Reproduce the first line of the entries that follow and each later line, word for word, ending with the one containing "Task: tag the overcast".
....
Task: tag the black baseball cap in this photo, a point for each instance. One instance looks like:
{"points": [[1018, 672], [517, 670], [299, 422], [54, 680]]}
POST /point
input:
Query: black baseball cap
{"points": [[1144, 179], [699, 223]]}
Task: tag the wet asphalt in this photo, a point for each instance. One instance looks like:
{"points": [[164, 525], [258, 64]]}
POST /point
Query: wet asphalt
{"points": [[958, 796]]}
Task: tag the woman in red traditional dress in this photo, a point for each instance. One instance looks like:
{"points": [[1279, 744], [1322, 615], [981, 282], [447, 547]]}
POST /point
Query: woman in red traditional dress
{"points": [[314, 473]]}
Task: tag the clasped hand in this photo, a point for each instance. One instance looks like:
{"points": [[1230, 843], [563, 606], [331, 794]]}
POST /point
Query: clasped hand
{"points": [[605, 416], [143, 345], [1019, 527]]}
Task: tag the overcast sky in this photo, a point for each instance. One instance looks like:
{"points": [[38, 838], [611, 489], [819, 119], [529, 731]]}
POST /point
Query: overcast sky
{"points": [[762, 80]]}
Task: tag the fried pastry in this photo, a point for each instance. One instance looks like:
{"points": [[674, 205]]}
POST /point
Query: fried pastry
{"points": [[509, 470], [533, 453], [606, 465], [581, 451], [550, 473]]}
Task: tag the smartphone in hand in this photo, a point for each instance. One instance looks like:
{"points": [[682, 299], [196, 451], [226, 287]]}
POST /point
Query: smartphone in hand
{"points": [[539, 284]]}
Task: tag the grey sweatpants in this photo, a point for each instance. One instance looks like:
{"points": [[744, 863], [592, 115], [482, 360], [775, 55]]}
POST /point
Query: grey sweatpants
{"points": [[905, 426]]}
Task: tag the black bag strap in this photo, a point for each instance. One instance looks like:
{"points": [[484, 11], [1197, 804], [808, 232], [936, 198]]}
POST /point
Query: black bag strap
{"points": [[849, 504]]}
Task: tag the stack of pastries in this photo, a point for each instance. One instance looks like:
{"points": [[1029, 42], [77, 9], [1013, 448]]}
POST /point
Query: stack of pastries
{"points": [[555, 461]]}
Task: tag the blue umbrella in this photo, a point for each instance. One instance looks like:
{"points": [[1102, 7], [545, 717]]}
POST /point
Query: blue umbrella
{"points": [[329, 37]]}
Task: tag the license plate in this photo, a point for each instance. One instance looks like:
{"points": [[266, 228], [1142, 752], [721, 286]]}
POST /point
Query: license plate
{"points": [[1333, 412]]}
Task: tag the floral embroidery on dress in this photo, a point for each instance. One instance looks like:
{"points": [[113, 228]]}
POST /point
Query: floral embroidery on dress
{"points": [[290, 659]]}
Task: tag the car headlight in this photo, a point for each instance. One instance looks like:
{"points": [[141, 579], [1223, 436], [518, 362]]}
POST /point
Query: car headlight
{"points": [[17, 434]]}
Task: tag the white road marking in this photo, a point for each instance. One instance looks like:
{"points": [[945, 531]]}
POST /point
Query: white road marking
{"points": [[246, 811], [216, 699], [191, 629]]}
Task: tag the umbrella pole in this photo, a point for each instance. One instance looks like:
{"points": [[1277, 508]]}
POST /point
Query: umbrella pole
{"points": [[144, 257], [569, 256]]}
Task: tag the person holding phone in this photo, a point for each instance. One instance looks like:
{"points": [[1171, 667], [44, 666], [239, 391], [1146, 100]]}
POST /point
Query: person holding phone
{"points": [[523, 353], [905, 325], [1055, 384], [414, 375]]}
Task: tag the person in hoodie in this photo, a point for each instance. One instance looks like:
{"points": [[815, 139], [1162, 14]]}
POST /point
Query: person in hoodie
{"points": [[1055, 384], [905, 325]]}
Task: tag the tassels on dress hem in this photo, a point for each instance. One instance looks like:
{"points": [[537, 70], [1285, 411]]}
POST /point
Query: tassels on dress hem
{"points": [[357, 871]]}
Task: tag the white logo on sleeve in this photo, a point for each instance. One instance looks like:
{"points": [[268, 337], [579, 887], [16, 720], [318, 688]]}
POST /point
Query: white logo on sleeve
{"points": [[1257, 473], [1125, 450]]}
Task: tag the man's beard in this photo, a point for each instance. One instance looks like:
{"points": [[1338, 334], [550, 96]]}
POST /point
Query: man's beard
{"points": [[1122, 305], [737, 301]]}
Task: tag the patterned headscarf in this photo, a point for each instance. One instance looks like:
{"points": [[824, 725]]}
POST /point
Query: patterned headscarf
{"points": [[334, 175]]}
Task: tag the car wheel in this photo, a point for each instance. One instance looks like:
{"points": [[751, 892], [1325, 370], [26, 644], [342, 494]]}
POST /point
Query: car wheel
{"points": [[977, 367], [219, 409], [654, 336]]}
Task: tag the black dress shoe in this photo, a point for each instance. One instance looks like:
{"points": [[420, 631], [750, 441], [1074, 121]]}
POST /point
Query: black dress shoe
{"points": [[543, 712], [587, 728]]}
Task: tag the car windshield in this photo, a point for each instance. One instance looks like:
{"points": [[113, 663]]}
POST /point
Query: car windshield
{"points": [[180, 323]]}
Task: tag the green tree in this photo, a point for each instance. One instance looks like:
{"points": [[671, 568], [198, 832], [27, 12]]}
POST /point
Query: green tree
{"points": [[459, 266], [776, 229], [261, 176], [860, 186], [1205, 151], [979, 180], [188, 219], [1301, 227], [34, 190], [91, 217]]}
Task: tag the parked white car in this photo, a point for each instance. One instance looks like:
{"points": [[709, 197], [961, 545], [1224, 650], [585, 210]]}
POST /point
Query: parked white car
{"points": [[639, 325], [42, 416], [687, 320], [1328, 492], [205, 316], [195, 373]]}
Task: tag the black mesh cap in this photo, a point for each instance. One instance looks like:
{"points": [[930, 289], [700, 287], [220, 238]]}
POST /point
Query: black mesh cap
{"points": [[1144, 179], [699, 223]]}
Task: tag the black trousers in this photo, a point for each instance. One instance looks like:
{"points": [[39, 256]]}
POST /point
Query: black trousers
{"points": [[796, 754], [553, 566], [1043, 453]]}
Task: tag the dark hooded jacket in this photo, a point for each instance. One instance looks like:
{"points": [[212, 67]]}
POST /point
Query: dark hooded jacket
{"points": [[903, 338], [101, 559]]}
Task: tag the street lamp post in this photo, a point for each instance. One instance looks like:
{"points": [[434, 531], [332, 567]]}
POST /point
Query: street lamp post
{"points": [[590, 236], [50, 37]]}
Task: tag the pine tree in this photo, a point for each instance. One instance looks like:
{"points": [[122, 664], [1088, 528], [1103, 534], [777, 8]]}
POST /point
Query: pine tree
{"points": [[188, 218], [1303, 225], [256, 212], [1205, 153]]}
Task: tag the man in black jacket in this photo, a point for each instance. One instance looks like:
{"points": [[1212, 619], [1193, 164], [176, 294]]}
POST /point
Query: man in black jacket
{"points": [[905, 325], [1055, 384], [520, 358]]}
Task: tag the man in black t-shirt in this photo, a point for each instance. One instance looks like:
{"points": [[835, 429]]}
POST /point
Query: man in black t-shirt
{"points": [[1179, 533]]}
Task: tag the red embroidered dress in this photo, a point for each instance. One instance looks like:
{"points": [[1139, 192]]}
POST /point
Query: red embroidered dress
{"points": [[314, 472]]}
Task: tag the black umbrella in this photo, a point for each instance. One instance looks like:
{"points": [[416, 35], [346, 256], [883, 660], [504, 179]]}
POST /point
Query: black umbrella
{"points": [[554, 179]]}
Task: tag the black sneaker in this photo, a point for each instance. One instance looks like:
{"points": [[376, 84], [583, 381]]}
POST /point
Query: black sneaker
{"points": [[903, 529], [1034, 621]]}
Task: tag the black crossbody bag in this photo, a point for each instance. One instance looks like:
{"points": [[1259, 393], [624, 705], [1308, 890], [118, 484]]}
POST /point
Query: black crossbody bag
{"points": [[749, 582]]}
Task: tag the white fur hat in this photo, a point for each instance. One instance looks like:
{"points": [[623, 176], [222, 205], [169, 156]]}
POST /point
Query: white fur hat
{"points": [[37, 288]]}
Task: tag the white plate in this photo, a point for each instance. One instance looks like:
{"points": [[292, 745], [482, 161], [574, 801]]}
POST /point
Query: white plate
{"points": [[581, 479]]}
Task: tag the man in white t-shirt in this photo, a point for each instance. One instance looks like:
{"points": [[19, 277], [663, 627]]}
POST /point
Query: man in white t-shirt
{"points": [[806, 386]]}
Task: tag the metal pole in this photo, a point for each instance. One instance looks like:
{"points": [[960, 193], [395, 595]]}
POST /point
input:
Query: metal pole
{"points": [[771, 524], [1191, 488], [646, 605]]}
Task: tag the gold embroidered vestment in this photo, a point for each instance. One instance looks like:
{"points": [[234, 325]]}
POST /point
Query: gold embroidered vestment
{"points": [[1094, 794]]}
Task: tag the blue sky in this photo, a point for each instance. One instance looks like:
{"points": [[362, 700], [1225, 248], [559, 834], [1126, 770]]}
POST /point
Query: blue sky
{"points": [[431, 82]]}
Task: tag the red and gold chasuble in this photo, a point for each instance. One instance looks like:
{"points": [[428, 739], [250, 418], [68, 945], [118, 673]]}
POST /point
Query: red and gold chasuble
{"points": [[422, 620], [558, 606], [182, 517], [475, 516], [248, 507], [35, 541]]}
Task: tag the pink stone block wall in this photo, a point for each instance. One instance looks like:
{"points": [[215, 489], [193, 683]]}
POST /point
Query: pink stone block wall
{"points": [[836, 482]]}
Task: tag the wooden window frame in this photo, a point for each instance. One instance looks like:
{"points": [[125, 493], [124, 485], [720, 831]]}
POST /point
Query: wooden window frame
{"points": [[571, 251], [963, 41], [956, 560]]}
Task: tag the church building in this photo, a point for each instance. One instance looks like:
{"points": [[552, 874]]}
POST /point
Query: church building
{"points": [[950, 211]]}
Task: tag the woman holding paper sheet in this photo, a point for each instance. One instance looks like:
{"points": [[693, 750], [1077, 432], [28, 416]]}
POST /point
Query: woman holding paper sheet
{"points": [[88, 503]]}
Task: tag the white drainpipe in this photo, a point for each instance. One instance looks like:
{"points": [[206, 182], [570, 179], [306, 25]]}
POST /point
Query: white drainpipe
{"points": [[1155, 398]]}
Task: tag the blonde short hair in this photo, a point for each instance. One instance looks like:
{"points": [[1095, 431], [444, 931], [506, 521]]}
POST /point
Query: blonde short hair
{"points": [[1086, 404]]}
....
> [OUTPUT FOR THIS TASK]
Task: tag the black baseball cap in this photo, a point for each instance. One instance looks like:
{"points": [[1018, 672], [517, 670], [299, 422], [54, 680]]}
POST /point
input:
Query: black baseball cap
{"points": [[1144, 179], [699, 223]]}
Task: tag the wet asphalt in this photo, a point for each instance. One instance looks like:
{"points": [[164, 525], [258, 64]]}
POST /point
Query: wet asphalt
{"points": [[958, 796]]}
Task: tag the woman in red traditional dress in this photo, a point for each instance. One instance looks like:
{"points": [[1279, 744], [1322, 615], [981, 282], [447, 547]]}
POST /point
Query: woman in red traditional dress
{"points": [[314, 473]]}
Task: tag the clasped hand in this photo, a point for each instance. One instance looks like:
{"points": [[1230, 843], [563, 606], [331, 794]]}
POST /point
Query: clasped hand
{"points": [[605, 416], [143, 345], [1019, 527]]}
Task: tag the overcast sky in this photo, a point for each instance. One instance looks like:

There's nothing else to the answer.